::: Fragmento original :::
A la mentira tenemos que desterrarla de nuestras vidas. Porque es precisamente a partir de ella, de las palabras vanas, de la falta de consideración y de respeto hacia el otro, de donde surge la desconfianza que marca el tono de las relaciones en la sociedad actual, en la que ya nadie espera nada de nadie, hastiados como estamos de promesas y de palabras deslumbradoras a las que alguna vez estuvimos sujetos y expectantes, pero que jamás se cumplieron.

Aunque el utilitarismo impone la mendacidad en función de la conveniencia inmediata, ésta no marcaría el tono de nuestras relaciones ni tendrá la última palabra en nuestras vidas, si nos decidimos a ser veraces y la rechazamos de plano en nuestro fuero interno y en nuestra conducta.

Por ello, convendría mucho -como primer paso-, aprender a ser más discretos en lo personal; y, en lo concerniente al trato con los demás, aún más respetuosos. Es decir, a evitar hacer promesas, y aún a no hacerlas, sino únicamente cuando por la gravedad o sacralidad del asunto en cuestión así corresponda.

Pero de modo paralelo -y superior- a la mentira coexiste, prevalece, está vigente y tiene su propio peso la verdad, a la que se hace indispensable volver. Sí, la Verdad, que establece un auténtico Orden Moral.
::: Registros proporcionados :::
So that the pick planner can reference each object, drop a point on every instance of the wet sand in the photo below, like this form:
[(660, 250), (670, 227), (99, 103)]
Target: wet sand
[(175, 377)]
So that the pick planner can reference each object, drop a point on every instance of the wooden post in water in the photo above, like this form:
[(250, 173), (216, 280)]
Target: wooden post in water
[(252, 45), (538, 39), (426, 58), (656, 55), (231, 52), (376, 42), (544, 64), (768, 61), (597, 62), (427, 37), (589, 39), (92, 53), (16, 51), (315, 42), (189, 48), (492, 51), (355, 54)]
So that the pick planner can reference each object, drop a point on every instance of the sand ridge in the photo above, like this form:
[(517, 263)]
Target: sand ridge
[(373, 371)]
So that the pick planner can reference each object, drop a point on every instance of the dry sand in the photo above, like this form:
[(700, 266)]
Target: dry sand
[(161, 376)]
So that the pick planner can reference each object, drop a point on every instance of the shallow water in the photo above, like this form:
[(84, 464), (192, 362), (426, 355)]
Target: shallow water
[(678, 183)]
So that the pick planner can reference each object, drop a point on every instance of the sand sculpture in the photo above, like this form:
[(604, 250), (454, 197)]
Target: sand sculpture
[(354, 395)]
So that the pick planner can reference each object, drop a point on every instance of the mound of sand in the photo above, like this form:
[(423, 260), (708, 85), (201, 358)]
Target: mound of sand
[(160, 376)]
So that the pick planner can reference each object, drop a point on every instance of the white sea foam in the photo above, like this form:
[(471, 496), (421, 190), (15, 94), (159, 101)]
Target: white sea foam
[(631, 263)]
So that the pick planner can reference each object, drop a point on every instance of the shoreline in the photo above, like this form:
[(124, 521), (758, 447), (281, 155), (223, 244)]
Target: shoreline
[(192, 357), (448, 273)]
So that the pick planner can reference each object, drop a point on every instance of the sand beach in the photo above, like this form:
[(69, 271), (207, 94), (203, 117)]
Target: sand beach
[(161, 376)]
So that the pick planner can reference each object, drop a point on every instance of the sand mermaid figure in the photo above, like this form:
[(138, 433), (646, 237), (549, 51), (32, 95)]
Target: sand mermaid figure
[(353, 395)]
:::
Tareas por hacer
[a] En el texto sobre la mentira, ¿qué conviene aprender en lo personal como primer paso?
[b] Según el texto sobre la mentira, ¿por qué hay que desterrarla de nuestras vidas?
[c] Continúa el texto sobre la mentira a partir de su última oración.

Respuestas escritas
[a] Conviene aprender a ser más discretos.

[b] Hay que desterrarla porque de ella nace la desconfianza que marca el tono de las relaciones en la sociedad actual. Esa mentira se manifiesta en las palabras vanas y en la falta de consideración y de respeto hacia el otro. Hoy ya nadie espera nada de nadie, cansados de promesas que nunca se cumplieron.

[c]
A esta nos remitimos, pues aporta la suficiente y necesaria luz para aclarar el tema; nos ayuda a estimar mejor las consecuencias de ese mundo de artificios verbales en el que nos movemos; y, especialmente, a captar la importancia de volver a las fuentes en las que es posible superarlo.

En Hebreo, el término “Palabra” designa a la Persona en su Integridad, en toda su compleción y plenitud. Es una expresión colmada de sentido, y cuando alguien se refiere a “la palabra” o “da su palabra”, ello significa que dicha persona se da íntegramente a sí misma, que se compromete absolutamente y por entero.

La Persona es su propia palabra, es lo que dice; y ello se refiere tanto al tono, a la calidad y altura de sus expresiones, es decir, al contenido de sus conversaciones, como a su grado de coherencia. En consecuencia, la persona es la unidad, la integridad indisoluble entre lo que habla y lo que cumple, que es lo que finalmente expresa la plenitud de su ser, su condición de “individuo”, es decir, su indivisibilidad e individualidad, que -en términos filosóficos; ontológicos y éticos, para ser más precisos- la cultura occidental ha consignado en la famosa sentencia: “el acto sigue al ser”.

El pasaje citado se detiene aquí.